What is expected: Reproduce all of the following items in full, including their requests, and shift every coordinate in the answer boxes by adding 92. Omit the pictures from your reply.

Bounding box annotation entries:
========================================

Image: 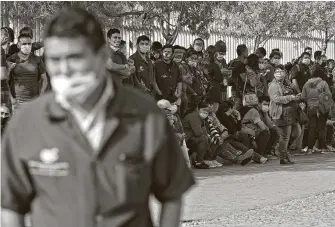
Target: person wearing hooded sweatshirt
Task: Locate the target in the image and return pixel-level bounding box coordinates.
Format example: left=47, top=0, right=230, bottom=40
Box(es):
left=208, top=40, right=230, bottom=103
left=301, top=66, right=331, bottom=154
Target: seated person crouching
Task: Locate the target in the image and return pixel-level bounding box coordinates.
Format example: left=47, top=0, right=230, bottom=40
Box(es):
left=201, top=103, right=266, bottom=165
left=217, top=101, right=267, bottom=164
left=157, top=99, right=191, bottom=168
left=182, top=102, right=209, bottom=169
left=241, top=96, right=279, bottom=159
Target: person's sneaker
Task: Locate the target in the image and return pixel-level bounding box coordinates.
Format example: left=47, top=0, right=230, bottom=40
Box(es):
left=194, top=162, right=209, bottom=169
left=204, top=160, right=217, bottom=169
left=213, top=160, right=223, bottom=167
left=327, top=145, right=335, bottom=152
left=237, top=149, right=254, bottom=166
left=280, top=159, right=294, bottom=165
left=313, top=147, right=325, bottom=154
left=306, top=149, right=313, bottom=155
left=259, top=157, right=268, bottom=164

========================================

Exercise result:
Image: 
Target: person wearing hooded sweatshirt
Task: Locate the target in the image and return pixel-level bounding box coordinates.
Format example: left=47, top=0, right=230, bottom=40
Box(es):
left=300, top=132, right=322, bottom=195
left=393, top=158, right=423, bottom=246
Target: seated person crouching
Task: Locate the target in the image and return pixel-level bounding box coordinates.
Format example: left=47, top=0, right=230, bottom=40
Box(es):
left=293, top=195, right=358, bottom=257
left=309, top=193, right=359, bottom=256
left=249, top=191, right=283, bottom=260
left=274, top=194, right=301, bottom=261
left=333, top=188, right=371, bottom=251
Target: person's sneaker
Task: Locate the target in the image and return pixel-level bounding box coordinates.
Format example: left=47, top=0, right=230, bottom=40
Box(es):
left=286, top=254, right=301, bottom=261
left=296, top=252, right=309, bottom=261
left=305, top=252, right=315, bottom=259
left=419, top=237, right=427, bottom=244
left=329, top=241, right=346, bottom=258
left=372, top=251, right=386, bottom=257
left=405, top=239, right=417, bottom=246
left=398, top=241, right=405, bottom=247
left=351, top=249, right=360, bottom=256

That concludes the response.